*Set exercise:* Only the run of lines from the one containing "For the benchmark, mark every instance of the outrigger" through the last line should be returned, exactly as written.

[Pointing and labeling entries]

*-*-*

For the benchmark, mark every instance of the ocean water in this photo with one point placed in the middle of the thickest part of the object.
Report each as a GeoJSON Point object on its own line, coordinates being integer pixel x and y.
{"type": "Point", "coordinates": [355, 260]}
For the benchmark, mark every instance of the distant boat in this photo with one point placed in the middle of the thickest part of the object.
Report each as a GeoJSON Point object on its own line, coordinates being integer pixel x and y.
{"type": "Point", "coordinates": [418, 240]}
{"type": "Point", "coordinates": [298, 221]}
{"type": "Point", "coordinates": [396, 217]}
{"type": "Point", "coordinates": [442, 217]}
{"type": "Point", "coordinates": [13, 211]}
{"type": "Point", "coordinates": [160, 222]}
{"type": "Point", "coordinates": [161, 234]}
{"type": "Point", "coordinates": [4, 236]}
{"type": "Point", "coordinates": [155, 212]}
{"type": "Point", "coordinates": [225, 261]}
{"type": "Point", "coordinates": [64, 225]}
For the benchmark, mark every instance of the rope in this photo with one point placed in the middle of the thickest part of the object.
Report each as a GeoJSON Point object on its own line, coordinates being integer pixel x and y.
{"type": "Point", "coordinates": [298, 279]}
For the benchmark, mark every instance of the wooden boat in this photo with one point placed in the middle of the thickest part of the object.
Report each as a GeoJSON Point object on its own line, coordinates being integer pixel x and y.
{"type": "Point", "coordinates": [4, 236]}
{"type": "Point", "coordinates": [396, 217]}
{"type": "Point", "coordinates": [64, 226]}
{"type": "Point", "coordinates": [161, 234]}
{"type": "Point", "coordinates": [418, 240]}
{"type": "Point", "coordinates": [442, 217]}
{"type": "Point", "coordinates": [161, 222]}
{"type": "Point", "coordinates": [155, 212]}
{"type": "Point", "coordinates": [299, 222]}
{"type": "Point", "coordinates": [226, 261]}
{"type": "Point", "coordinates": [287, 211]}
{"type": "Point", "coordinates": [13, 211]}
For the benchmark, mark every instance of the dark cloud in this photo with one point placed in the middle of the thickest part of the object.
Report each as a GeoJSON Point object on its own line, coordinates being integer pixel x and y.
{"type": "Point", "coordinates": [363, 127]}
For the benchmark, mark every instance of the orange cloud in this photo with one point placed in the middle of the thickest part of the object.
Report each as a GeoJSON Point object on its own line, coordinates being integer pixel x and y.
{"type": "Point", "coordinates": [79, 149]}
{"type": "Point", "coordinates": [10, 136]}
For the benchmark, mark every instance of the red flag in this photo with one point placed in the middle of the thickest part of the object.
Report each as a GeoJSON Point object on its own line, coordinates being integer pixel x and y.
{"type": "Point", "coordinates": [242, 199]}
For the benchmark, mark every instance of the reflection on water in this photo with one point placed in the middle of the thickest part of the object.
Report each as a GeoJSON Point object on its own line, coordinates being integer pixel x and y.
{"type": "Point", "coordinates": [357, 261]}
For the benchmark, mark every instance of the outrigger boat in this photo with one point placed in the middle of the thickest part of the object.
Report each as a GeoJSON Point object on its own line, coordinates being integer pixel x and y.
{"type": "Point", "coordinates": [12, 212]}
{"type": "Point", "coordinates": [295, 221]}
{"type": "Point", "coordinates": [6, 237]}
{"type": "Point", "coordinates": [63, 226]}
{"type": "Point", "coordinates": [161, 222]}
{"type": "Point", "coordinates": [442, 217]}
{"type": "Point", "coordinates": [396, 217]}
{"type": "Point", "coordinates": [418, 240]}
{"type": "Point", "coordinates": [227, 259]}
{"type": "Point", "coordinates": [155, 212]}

*-*-*

*Completed exercise:*
For the benchmark, mark every instance of the outrigger boat in this photo with one point placed in the middle of the thickest part of the object.
Report each as a GeoJSON Point object on its own line, coordinates being integer pixel x and y.
{"type": "Point", "coordinates": [12, 212]}
{"type": "Point", "coordinates": [295, 221]}
{"type": "Point", "coordinates": [6, 237]}
{"type": "Point", "coordinates": [63, 226]}
{"type": "Point", "coordinates": [161, 222]}
{"type": "Point", "coordinates": [442, 217]}
{"type": "Point", "coordinates": [396, 217]}
{"type": "Point", "coordinates": [418, 240]}
{"type": "Point", "coordinates": [227, 259]}
{"type": "Point", "coordinates": [155, 212]}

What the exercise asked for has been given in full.